• READING TEXT:
----------
Re: [Pacemaker] Avoid one node from being a target for resources migration

2015-01-13 Thread Tomasz Kontusz


Dmitry Koterov  napisał:
>Hello.
>
>I have 3-node cluster managed by corosync+pacemaker+crm. Node1 and
>Node2
>are DRBD master-slave, also they have a number of other services
>installed
>(postgresql, nginx, ...). Node3 is just a corosync node (for quorum),
>no
>DRBD/postgresql/... are installed at it, only corosync+pacemaker.

Quorum node can work with only corosync (and no pacemaker). It won't show up in 
crm_mon, but will affect quorum (at least in corosync 2).

>But when I add resources to the cluster, a part of them are somehow
>moved
>to node3 and since then fail. Note than I have a "colocation" directive
>to
>place these resources to the DRBD master only and "location" with -inf
>for
>node3, but this does not help - why? How to make pacemaker not run
>anything
>at node3?
>
>All the resources are added in a single transaction: "cat config.txt |
>crm
>-w -f- configure" where config.txt contains directives and "commit"
>statement at the end.
>
>Below are "crm status" (error messages) and "crm configure show"
>outputs.
>
>
>*root@node3:~# crm status*
>Current DC: node2 (1017525950) - partition with quorum
>3 Nodes configured
>6 Resources configured
>Online: [ node1 node2 node3 ]
>Master/Slave Set: ms_drbd [drbd]
> Masters: [ node1 ]
> Slaves: [ node2 ]
>Resource Group: server
> fs (ocf::heartbeat:Filesystem): Started node1
> postgresql (lsb:postgresql): Started node3 FAILED
> bind9 (lsb:bind9): Started node3 FAILED
> nginx (lsb:nginx): Started node3 (unmanaged) FAILED
>Failed actions:
>drbd_monitor_0 (node=node3, call=744, rc=5, status=complete,
>last-rc-change=Mon Jan 12 11:16:43 2015, queued=2ms, exec=0ms): not
>installed
>postgresql_monitor_0 (node=node3, call=753, rc=1, status=complete,
>last-rc-change=Mon Jan 12 11:16:43 2015, queued=8ms, exec=0ms): unknown
>error
>bind9_monitor_0 (node=node3, call=757, rc=1, status=complete,
>last-rc-change=Mon Jan 12 11:16:43 2015, queued=11ms, exec=0ms):
>unknown
>error
>nginx_stop_0 (node=node3, call=767, rc=5, status=complete,
>last-rc-change=Mon Jan 12 11:16:44 2015, queued=1ms, exec=0ms): not
>installed
>
>
>*root@node3:~# crm configure show | cat*
>node $id="1017525950" node2
>node $id="13071578" node3
>node $id="1760315215" node1
>primitive drbd ocf:linbit:drbd \
>params drbd_resource="vlv" \
>op start interval="0" timeout="240" \
>op stop interval="0" timeout="120"
>primitive fs ocf:heartbeat:Filesystem \
>params device="/dev/drbd0" directory="/var/lib/vlv.drbd/root"
----------
• ASSIGNMENT 1:
In one to three sentences, explain why node3 in the Pacemaker thread has only corosync and pacemaker installed, and what the reply says a node like it needs to run.
• ASSIGNMENT 2:
Rewrite the Pacemaker thread between "2015-01-13 Thread Tomasz" and "it, only corosync+pacemaker.", inclusive, using "cman" in place of "corosync".
• ASSIGNMENT 3:
Pick up the Pacemaker thread where it stops and carry it on.
The items that come next are separate material and have no connection to the Pacemaker thread.
----------
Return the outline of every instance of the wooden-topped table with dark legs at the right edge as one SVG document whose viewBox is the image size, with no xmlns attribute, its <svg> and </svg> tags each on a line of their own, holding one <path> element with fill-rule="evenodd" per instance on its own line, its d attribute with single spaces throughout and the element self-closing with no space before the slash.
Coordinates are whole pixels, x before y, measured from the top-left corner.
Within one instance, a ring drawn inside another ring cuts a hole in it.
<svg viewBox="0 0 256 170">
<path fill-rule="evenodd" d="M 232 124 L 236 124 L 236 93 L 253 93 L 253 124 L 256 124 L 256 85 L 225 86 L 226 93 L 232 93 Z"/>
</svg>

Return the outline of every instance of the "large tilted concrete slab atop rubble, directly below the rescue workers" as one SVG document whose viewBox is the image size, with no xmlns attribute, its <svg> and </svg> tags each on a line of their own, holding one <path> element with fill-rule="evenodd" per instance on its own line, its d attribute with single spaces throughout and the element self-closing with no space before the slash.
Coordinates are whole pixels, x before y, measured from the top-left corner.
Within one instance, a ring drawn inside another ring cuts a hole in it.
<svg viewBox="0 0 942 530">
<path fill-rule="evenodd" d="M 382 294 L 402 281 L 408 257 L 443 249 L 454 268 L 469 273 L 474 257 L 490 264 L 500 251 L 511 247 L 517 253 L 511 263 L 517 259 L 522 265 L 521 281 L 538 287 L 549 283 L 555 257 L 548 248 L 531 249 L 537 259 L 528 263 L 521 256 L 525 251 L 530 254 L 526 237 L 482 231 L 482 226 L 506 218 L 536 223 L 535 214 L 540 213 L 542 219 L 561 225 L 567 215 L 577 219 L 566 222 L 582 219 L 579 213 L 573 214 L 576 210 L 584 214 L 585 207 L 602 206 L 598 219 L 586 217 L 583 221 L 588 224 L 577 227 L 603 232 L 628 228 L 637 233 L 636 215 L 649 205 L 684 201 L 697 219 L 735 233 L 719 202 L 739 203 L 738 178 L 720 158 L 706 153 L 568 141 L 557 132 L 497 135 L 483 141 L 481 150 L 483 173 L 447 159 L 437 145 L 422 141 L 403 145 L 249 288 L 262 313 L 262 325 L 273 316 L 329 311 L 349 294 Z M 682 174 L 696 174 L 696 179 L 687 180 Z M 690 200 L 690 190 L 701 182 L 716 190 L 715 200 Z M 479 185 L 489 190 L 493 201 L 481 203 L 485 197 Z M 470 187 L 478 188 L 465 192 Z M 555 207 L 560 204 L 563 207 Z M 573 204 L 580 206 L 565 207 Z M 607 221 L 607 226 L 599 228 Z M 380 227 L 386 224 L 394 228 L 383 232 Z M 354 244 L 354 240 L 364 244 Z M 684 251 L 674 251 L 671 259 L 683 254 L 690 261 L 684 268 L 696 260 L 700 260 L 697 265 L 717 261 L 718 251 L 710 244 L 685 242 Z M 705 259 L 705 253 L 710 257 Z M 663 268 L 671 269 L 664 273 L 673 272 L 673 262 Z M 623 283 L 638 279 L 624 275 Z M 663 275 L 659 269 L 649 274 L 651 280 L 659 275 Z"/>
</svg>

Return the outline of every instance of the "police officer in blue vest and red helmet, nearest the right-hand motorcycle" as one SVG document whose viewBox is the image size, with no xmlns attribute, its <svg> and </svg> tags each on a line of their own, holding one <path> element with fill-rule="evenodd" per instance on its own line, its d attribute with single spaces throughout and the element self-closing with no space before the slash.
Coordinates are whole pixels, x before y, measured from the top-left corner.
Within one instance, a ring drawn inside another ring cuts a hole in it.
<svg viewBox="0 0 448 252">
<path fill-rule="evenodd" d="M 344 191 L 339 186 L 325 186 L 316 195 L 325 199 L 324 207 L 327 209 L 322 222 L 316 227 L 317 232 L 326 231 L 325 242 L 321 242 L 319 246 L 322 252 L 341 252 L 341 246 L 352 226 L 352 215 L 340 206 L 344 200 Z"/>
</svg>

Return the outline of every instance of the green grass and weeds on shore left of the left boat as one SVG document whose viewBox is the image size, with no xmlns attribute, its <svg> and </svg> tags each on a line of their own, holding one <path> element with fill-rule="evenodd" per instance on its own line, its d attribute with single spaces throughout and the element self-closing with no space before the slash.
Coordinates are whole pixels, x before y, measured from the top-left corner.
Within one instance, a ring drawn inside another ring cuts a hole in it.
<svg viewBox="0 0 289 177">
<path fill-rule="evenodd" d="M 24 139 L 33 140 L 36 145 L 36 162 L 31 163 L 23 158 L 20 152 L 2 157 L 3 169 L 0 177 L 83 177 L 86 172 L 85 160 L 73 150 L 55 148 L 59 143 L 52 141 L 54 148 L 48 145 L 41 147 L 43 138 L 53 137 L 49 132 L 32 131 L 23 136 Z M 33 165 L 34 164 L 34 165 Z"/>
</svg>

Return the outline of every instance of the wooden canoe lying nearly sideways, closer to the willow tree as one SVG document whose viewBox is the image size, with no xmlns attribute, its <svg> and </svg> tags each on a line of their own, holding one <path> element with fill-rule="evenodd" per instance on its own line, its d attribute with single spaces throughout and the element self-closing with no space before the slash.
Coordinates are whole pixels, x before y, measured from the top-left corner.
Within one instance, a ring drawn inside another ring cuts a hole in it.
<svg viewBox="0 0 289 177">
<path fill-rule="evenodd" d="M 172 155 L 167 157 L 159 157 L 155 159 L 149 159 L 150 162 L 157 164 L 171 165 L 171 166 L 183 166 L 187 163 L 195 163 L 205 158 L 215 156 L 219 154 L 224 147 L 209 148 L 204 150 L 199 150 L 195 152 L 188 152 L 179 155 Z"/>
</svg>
----------
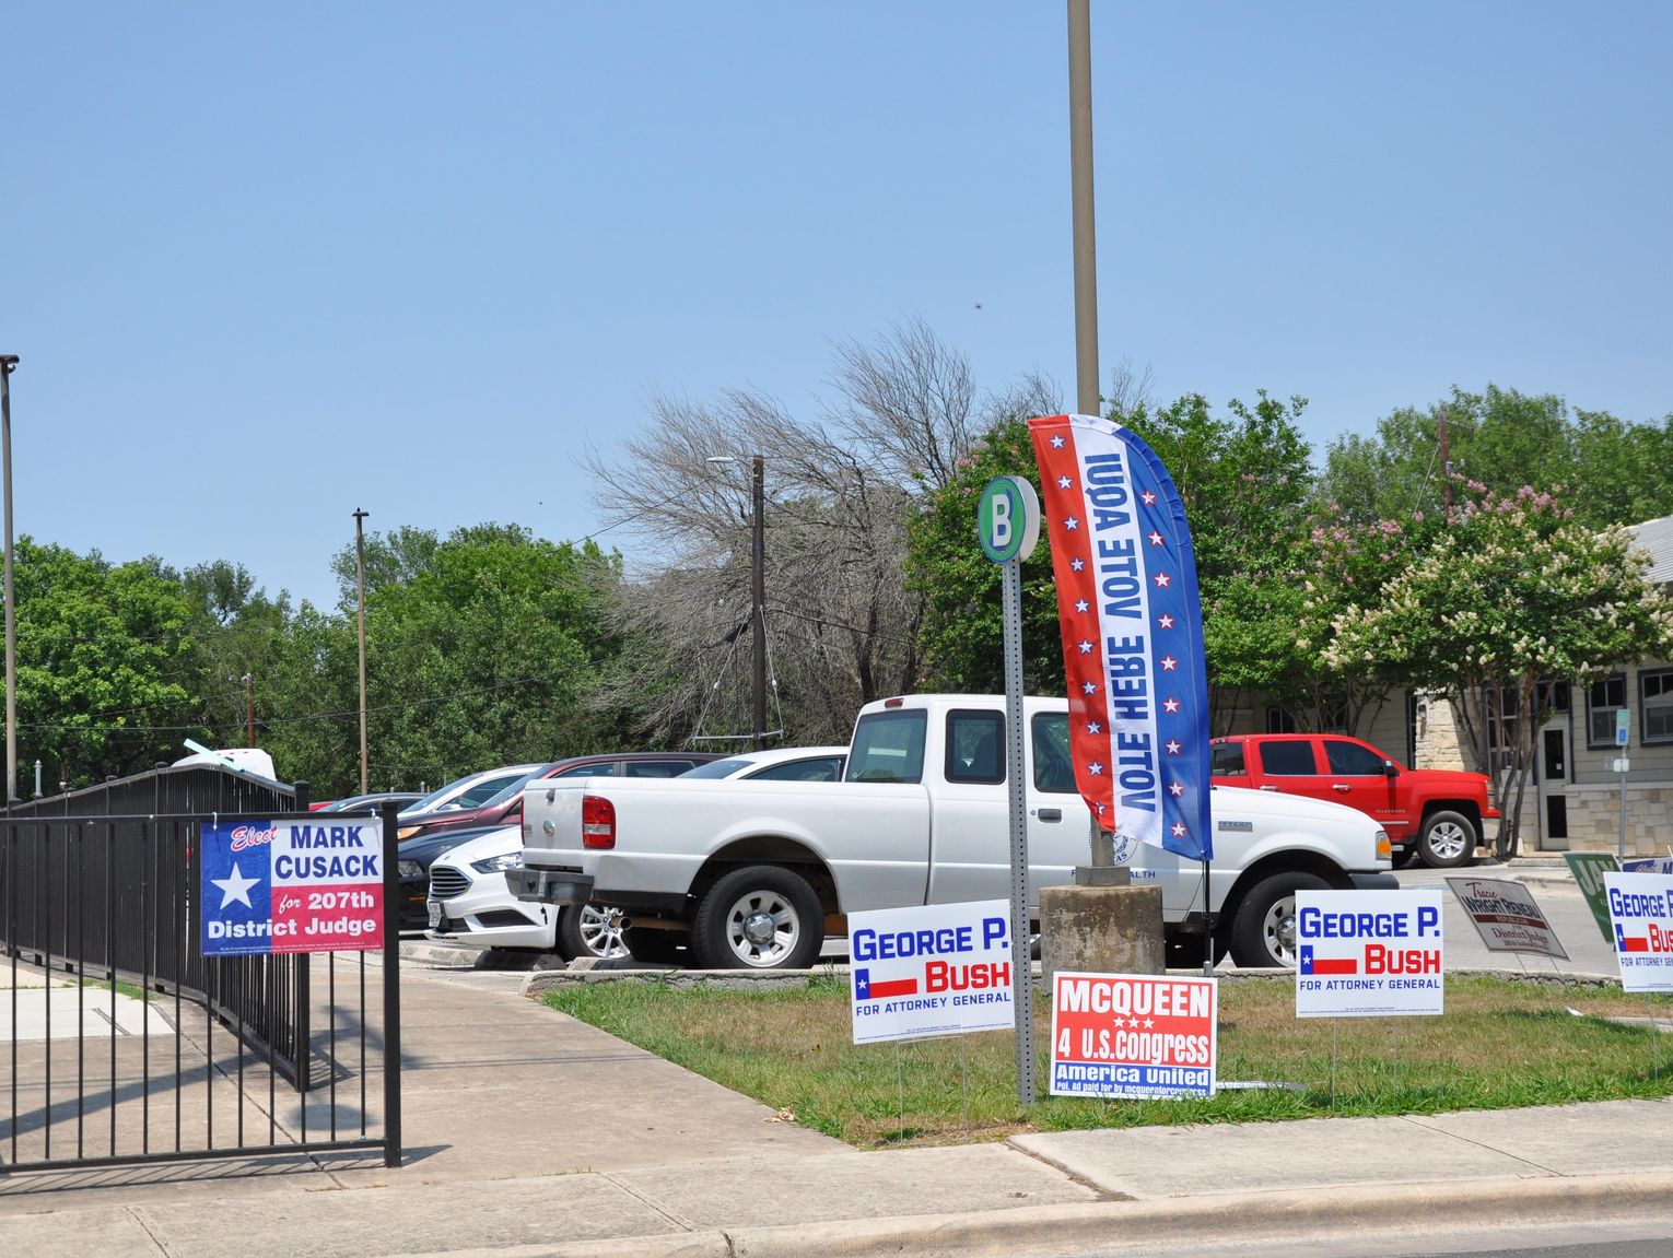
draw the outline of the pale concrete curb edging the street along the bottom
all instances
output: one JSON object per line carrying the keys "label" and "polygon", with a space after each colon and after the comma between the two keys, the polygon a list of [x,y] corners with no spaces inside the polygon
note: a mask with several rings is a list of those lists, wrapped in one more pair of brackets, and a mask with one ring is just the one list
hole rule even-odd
----------
• EXPECTED ANSWER 1:
Node3 exists only to provide quorum, so DRBD, postgresql and the other services are not installed on it. The reply says a quorum node can run corosync alone, without pacemaker. It will not appear in crm_mon but will still count toward quorum, at least in corosync 2.

• EXPECTED ANSWER 2:
2015-01-13 Thread Tomasz Kontusz


Dmitry Koterov  napisał:
>Hello.
>
>I have 3-node cluster managed by cman+pacemaker+crm. Node1 and
>Node2
>are DRBD master-slave, also they have a number of other services
>installed
>(postgresql, nginx, ...). Node3 is just a cman node (for quorum),
>no
>DRBD/postgresql/... are installed at it, only cman+pacemaker.

• EXPECTED ANSWER 3:
>options="noatime,nodiratime" fstype="xfs" \
>op start interval="0" timeout="300" \
>op stop interval="0" timeout="300"
>primitive postgresql lsb:postgresql \
>op monitor interval="10" timeout="60" \
>op start interval="0" timeout="60" \
>op stop interval="0" timeout="60"
>primitive bind9 lsb:bind9 \
>op monitor interval="10" timeout="60" \
>op start interval="0" timeout="60" \
>op stop interval="0" timeout="60"
>primitive nginx lsb:nginx \
>op monitor interval="10" timeout="60" \
>op start interval="0" timeout="60" \
>op stop interval="0" timeout="60"
>group server fs postgresql bind9 nginx
>ms ms_drbd drbd meta master-max="1" master-node-max="1" clone-max="2"
>clone-node-max="1" notify="true"
>location loc_server server rule $id="loc_server-rule" -inf: #uname eq
>node3
>colocation col_server inf: server ms_drbd:Master
>order ord_server inf: ms_drbd:promote server:start
>property $id="cib-bootstrap-options" \
>stonith-enabled="false" \
>last-lrm-refresh="1421079189" \
>maintenance-mode="false"

It looks like you have a symmetric cluster. This makes pacemaker check each 
host for possibility of running a resource (even with -inf colocation).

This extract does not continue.